Problem details - The line containing "Tag each instance of the drainpipe" marks where to begin; quote it and every line after it through the end of the data, exactly as written.

Location labeling records:
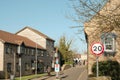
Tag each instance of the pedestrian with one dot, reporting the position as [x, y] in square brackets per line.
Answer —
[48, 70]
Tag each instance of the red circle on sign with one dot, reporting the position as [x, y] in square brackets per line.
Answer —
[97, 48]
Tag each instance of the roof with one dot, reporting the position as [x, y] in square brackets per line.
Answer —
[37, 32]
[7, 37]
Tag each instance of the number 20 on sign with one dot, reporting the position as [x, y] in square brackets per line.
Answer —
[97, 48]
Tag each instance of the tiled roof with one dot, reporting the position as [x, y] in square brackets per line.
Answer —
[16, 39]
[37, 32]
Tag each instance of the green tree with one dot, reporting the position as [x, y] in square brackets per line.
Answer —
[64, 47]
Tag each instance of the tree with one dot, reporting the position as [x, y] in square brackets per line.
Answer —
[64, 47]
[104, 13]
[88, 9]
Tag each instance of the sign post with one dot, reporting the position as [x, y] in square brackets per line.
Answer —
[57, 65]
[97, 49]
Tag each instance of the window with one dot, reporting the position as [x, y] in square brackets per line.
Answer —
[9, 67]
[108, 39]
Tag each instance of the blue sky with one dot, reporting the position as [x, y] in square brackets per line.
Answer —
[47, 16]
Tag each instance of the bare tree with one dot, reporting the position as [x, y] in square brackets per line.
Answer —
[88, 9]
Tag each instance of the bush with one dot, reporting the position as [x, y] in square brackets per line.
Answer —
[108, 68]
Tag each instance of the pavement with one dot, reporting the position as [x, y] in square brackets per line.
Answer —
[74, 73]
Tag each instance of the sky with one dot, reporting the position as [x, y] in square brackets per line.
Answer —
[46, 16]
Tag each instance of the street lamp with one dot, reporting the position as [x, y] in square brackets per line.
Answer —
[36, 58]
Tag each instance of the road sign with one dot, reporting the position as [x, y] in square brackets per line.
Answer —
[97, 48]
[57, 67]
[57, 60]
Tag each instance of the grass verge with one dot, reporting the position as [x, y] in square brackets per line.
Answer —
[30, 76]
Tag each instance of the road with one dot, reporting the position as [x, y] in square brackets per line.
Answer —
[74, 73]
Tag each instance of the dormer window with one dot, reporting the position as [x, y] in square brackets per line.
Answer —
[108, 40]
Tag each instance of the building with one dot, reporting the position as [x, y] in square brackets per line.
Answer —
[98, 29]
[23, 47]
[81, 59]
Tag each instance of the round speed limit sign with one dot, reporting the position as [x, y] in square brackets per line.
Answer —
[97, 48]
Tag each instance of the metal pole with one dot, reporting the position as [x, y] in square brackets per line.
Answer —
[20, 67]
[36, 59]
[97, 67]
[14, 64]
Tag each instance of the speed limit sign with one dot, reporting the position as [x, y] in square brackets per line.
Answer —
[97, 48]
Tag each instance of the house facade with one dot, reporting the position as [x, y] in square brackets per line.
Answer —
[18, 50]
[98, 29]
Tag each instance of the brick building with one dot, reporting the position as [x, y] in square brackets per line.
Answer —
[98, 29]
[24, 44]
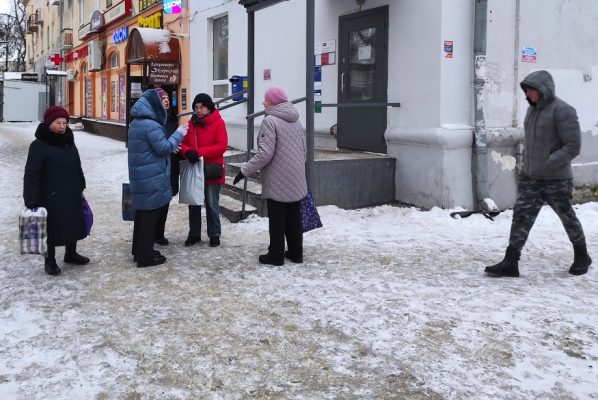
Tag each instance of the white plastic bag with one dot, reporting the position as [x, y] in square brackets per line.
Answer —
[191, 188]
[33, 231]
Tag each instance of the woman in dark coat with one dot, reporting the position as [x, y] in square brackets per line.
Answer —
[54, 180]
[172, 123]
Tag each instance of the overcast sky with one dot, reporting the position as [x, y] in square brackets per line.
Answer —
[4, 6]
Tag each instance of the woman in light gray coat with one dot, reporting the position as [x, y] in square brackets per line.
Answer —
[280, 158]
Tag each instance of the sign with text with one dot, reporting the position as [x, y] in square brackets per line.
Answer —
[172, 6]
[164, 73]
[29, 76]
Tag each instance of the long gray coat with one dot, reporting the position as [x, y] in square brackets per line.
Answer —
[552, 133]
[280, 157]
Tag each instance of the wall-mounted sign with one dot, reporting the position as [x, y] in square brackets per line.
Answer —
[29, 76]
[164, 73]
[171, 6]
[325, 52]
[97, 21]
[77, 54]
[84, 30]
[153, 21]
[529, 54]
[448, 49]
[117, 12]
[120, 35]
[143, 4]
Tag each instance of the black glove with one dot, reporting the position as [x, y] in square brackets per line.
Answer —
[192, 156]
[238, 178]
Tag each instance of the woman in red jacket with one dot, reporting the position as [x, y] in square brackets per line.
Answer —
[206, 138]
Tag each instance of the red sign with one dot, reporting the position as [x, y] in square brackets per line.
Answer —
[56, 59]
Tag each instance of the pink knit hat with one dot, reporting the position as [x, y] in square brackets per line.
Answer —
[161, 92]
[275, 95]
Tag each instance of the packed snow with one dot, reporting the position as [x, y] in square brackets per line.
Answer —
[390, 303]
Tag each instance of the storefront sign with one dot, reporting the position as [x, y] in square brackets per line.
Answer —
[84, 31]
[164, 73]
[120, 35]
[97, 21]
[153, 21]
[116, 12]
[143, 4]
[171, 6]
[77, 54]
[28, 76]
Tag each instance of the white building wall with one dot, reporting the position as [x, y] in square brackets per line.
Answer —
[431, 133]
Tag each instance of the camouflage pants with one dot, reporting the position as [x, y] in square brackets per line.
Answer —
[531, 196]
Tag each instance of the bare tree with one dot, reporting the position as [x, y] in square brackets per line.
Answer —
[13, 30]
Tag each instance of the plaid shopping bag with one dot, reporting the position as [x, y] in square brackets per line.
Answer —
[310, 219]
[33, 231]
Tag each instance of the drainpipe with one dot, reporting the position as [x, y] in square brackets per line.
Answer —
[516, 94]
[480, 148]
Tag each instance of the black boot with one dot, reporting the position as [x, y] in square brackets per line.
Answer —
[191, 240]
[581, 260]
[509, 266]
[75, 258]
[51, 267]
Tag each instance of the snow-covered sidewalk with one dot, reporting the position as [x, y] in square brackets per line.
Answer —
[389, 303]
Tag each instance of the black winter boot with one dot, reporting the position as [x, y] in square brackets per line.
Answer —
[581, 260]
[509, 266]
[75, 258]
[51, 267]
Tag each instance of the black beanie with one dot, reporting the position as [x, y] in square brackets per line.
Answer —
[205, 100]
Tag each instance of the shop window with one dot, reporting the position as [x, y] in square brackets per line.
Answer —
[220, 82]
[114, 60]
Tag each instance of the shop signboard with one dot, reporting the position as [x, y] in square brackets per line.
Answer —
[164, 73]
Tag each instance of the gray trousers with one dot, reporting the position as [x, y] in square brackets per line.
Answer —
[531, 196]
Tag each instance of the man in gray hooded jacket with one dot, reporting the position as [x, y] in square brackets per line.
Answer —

Correct result -
Tag each instance of the drainpipe with one dot, reporting the position as [x, y] in square brackets per line.
Answer —
[516, 94]
[480, 148]
Tag each instance of the black boot with one dot, reporting the position as [x, y] in square brackets per line.
Answer —
[191, 240]
[581, 260]
[509, 266]
[75, 258]
[51, 267]
Tag each instance of the snow-covered sidewalk with one dot, reporting the position as [x, y] in square brackets per line.
Answer —
[389, 303]
Tag each instance of the black winter boot with one dot, reporting the position as [x, y] in square brackets per line.
Answer —
[581, 260]
[509, 266]
[75, 258]
[51, 267]
Tag each instance of the black beanie with one dot, reporting the position as [x, y] in square brackets per line.
Answer —
[205, 100]
Tag each instance of the shop window with one dot, reporting the position as [x, y] in square brackets per line.
Answer —
[220, 82]
[114, 60]
Tag each instance of the shop signboard with one dot, reporting the position as [x, y] in square brackets per line.
Answer —
[164, 73]
Tag each instance of the gray trousers with one dot, reporting the position as [x, y] in square brackets per line.
Answer —
[531, 196]
Tag each instance of the man in gray hooded jacket with one dot, reporting the position as [x, y] in square brackets per line.
Answer —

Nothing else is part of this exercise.